Study text:
▼

Mukesh Ambani’s Reliance group is certainly hard to bet against, given its track record of agile deal-making this year alone with Facebook, Google and a host of foreign private equity investors. Telepathy for the concerns of New Delhi helps as well. Just last year, Ambani said at a business summit in Gujarat that India’s data must be owned and controlled “by Indian people and not by corporates, especially foreign corporations". In April, after securing $5.7 billion from Facebook for a 10% stake in Reliance Jio, “Mr Ambani struck a warmer tone as he welcomed one such global corporation, a ‘friend’ of the Indian people: Facebook," the Financial Times wryly reported. Remarkably, Reliance Jio is both profitable and has 400 million subscribers paying an average of $2 a month and signed up for the least expensive data in the world.

Whether this record of ambition and execution in telecom is a solid foundation for the e-commerce success of Jio Mart and broadly of Reliance Retail remains to be seen. Reliance Retail both dwarfs its nearest brick-and-mortar competitor, Dmart, and is growing much faster. But, its huge share of the country’s organized retail market means that Reliance Retail’s growth is partly dependent on the Indian middle class and India’s economy growing as fast as in previous decades. As I had argued in this paper in October before the pandemic tipped India’s economy into something akin to a depression, with income shocks for just about everyone except the very rich, the Indian middle class is not growing (https://bit.ly/3knuTfu).

▲

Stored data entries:
▼

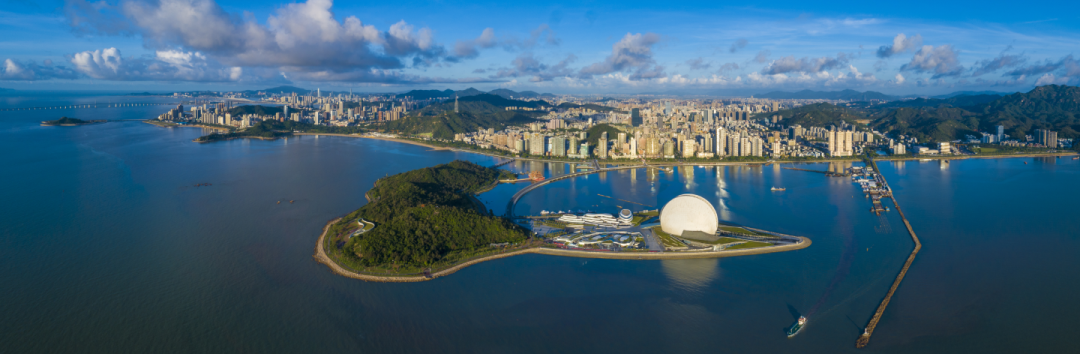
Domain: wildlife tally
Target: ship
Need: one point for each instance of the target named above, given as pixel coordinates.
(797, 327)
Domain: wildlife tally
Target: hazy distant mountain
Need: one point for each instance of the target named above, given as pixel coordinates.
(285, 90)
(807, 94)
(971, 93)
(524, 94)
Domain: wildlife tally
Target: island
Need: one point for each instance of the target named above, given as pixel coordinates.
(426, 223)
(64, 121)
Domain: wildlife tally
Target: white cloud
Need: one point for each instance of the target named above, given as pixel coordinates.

▲
▼

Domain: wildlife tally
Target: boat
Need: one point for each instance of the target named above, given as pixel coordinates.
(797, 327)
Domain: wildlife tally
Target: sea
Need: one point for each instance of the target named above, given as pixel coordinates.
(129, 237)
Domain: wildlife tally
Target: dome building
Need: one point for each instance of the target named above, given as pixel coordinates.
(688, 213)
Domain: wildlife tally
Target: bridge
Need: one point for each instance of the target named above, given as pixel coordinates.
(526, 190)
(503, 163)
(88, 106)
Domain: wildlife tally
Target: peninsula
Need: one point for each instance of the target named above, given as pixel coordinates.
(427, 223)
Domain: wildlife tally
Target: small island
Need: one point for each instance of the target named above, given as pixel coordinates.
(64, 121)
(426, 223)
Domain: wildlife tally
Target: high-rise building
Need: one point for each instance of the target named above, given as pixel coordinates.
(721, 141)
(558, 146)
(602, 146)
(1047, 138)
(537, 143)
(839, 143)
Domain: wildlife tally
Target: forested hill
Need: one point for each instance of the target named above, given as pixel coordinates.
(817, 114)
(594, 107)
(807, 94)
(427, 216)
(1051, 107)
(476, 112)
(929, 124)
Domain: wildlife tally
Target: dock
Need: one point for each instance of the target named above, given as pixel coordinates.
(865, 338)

▲

Exercise goal: From the passage on Reliance, extract the stretch from "Whether this record" through "not growing (https://bit.ly/3knuTfu)." word for word.

Task result:
Whether this record of ambition and execution in telecom is a solid foundation for the e-commerce success of Jio Mart and broadly of Reliance Retail remains to be seen. Reliance Retail both dwarfs its nearest brick-and-mortar competitor, Dmart, and is growing much faster. But, its huge share of the country’s organized retail market means that Reliance Retail’s growth is partly dependent on the Indian middle class and India’s economy growing as fast as in previous decades. As I had argued in this paper in October before the pandemic tipped India’s economy into something akin to a depression, with income shocks for just about everyone except the very rich, the Indian middle class is not growing (https://bit.ly/3knuTfu).